Your task: Restate the records in their entirety, word for word.

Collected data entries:
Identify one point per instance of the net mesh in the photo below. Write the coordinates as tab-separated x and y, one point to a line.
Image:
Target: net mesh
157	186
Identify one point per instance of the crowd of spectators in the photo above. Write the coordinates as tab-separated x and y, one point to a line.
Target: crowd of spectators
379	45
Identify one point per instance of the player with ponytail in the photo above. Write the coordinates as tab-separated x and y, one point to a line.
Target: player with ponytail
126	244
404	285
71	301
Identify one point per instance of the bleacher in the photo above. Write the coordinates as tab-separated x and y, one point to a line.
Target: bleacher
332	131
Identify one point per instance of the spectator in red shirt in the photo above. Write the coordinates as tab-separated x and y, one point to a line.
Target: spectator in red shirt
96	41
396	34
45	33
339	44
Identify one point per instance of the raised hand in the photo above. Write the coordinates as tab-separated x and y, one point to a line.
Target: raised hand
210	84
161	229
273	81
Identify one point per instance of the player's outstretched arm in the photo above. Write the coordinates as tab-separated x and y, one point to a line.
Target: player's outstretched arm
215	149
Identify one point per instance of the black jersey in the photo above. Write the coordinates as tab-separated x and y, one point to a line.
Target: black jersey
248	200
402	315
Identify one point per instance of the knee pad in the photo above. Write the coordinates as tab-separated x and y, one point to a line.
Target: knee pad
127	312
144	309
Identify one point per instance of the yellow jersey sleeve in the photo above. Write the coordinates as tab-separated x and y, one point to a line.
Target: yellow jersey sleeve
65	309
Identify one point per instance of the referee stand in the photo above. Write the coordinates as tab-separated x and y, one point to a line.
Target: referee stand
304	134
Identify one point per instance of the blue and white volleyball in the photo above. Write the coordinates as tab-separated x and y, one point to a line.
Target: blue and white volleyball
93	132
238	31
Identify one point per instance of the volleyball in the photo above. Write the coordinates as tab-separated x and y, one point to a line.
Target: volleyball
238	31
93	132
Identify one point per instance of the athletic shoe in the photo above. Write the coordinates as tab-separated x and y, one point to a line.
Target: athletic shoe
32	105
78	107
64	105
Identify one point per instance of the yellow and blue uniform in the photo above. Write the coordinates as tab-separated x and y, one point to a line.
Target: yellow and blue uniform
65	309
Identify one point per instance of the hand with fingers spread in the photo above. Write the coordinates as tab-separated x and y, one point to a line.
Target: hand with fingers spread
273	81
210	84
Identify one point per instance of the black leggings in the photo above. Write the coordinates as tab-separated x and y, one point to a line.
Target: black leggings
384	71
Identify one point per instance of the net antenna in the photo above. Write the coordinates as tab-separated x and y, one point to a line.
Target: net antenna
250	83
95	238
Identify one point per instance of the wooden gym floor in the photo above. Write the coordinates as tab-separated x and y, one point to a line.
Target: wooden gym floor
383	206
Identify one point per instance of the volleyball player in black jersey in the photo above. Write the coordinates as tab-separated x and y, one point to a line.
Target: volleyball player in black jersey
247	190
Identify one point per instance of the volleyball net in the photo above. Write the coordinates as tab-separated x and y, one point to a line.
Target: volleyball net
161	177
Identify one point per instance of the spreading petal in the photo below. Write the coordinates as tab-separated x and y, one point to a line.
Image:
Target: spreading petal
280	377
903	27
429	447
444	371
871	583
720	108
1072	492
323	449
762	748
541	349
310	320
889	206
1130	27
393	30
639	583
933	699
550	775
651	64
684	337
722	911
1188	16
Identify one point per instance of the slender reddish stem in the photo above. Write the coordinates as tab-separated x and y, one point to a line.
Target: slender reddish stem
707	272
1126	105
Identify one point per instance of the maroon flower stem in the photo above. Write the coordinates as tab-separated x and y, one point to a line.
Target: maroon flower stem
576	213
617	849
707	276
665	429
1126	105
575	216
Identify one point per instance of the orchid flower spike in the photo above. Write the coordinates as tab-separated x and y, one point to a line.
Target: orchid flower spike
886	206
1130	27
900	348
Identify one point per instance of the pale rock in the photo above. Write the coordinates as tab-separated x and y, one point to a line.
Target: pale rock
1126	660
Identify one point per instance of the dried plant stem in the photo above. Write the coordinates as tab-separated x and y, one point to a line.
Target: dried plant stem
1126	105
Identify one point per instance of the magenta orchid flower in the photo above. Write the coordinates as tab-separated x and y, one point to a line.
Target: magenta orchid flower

Problem solution:
Identify one point per instance of the net mesh in the photo below. Write the coordinates as tab-separated x and y, one point to a line.
Image:
Target: net mesh
157	186
Identify one point per instance of the crowd of spectators in the photo above. Write the coordinates as tab-separated x and y, one point to a line.
Target: crowd of spectators
379	45
Identify one point per instance of the player with ponytail in the photo above. Write the coordinates as tab-separated x and y, one point to a line.
Target: player with ponytail
126	244
404	285
71	301
Identify one point per instance of the bleacher in the photo above. Write the coordinates as tab-separated x and y, one point to a line.
Target: bleacher
332	131
Identify one point per instance of the spectator in red shirt in the photo above. Write the coordinates as tab-separated x and y, one point to a line.
Target: spectator in red shirt
96	41
396	34
45	33
339	44
Identify one point per instance of the raised hand in the photo above. Write the coordinates as tab-separated x and y, one point to a line.
Target: raised hand
210	84
161	229
273	81
Identify one point per instance of the player's outstretched arm in the photo above. Write the coordinates as tab-separated x and y, one point to a line.
Target: player's outstretched arm
215	149
Identify one point per instance of the black jersey in the photo above. Write the coordinates as tab-separated x and y, one point to a line.
Target: black jersey
248	200
402	315
Identify one point per instance of the knee pad in the photo above. Write the coordinates as tab-separated x and y, one point to a line.
Target: knee pad
127	312
144	309
Identify one point per instance of the yellow jersey sleeve in the photo above. Write the coordinates as tab-separated x and y, one point to a line.
Target: yellow jersey sleeve
65	309
Identify one point per instance of the referee stand in the photo above. Write the coordinates as tab-separated x and y, one point to a line.
Target: referee stand
304	134
Identify one point per instance of the blue and white volleyball in the photo above. Write the coordinates as tab-separated x and y, one point to a line.
Target: blue and white volleyball
93	132
238	31
Identify one point per instance of the volleyball in the photo above. Write the coordinates as tab-separated x and y, one point to a line.
Target: volleyball
238	31
93	132
Identify one point per instance of the athletic shoe in the photo above. Write the coordinates as tab-separated x and y, one point to a line.
Target: athletic shoe
32	105
78	107
64	105
Identify one point per instance of the yellow and blue uniform in the photo above. Write the coordinates as tab-separated x and y, one point to a line.
Target: yellow and blue uniform
65	309
Identify one point per instance of the hand with fingers spread in the photo above. Write the coordinates as tab-separated x and y, one point to a line.
Target: hand with fingers spread
273	81
210	84
Identify one point per instance of the black leggings in the photo above. Write the coordinates as tab-separated x and y, one point to a line.
Target: black leggings
384	71
Identify one point per instance of the net antenna in the photo above. Write the coordinates as tab-separated x and y, one point to a line.
Target: net antenna
250	83
95	238
Identify one point per instance of the wooden gym floor in the photo above. Write the coordinates as tab-separated x and y, one point to a line.
Target: wooden gym floor
383	206
Identify one point per instance of the volleyball player in black jersey in the photo above. Write the coordinates as tab-separated x and y, one point to a line.
Target: volleyball player in black jersey
247	190
Identify one point per instance of the volleyball net in the photo above. Write the coordinates as tab-separated x and y, one point to a line.
Target: volleyball net
161	177
Identify one point per instance of the spreading petal in the photo below. Write the coordinates as tab-separated x and y, one point to a line.
Image:
Target: spreading petal
280	377
903	27
429	447
444	371
871	583
720	108
1072	492
323	449
762	748
541	349
310	320
889	206
1130	27
393	30
639	583
933	699
550	775
651	64
684	337
722	911
1188	16
Identify one point per instance of the slender reddish stem in the photo above. Write the coordinates as tab-separated x and y, one point to a line.
Target: slender reddish stem
707	272
1126	105
Identify one point per instance of the maroon flower stem in the photo above. Write the coordinates as tab-separated x and y, one point to a line.
Target: maroon flower stem
576	213
617	849
707	276
665	429
1126	105
575	216
Identify one point per instance of the orchid flower spike in the photo above. Write the coordinates as tab-separated x and y, one point to a line.
Target: orchid flower spike
886	206
1130	27
900	348
Identify one point per instance of the pale rock in the photo above. Write the coordinates as tab-separated x and y, one point to a line.
Target: pale rock
1126	660
Identify one point per instance of the dried plant stem in the photo above. Write the coordinates as tab-separated x and y, one point to a line.
Target: dried plant stem
1126	105
Identify one point per instance of the magenta orchid flower in the photo above. Write the coordinates as tab-separated x and y, one point to a line.
Target: magenta orchid flower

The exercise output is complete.